Work to complete
Pick each line containing the word "hoof" out of the data below.

Supplied records
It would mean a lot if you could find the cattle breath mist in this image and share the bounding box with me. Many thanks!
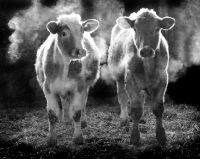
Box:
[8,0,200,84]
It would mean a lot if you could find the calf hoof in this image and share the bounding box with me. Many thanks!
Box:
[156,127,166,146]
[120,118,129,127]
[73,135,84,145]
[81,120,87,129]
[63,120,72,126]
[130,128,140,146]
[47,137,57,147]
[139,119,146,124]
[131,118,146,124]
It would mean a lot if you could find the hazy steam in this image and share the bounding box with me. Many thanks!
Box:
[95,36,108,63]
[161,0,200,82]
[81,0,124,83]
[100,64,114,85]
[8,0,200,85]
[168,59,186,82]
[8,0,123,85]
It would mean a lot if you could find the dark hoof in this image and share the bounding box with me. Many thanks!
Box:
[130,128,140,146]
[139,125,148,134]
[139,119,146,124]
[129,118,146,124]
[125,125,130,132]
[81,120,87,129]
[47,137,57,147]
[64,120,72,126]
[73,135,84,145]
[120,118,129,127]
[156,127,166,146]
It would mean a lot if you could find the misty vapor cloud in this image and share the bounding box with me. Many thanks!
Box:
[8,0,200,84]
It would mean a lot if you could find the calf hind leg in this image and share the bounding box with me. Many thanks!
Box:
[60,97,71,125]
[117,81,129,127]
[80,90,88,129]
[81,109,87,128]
--
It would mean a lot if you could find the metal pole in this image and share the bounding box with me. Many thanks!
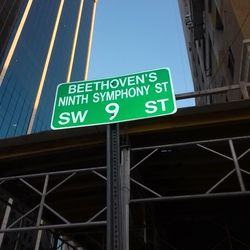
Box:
--
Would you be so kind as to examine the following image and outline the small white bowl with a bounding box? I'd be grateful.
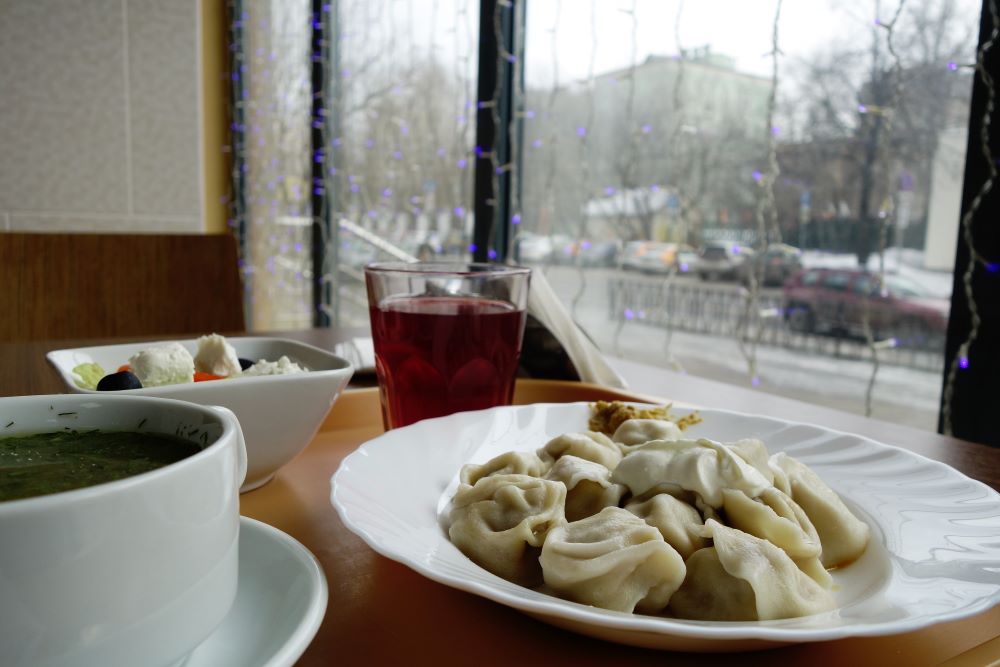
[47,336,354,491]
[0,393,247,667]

Exercise answer
It would mean a lot if you could find the calf hoof in this image and share the bounding box with me. Many thanks!
It would mean a lot if you could find the dark hoof in this image and share the bounding box with me. Many thanks!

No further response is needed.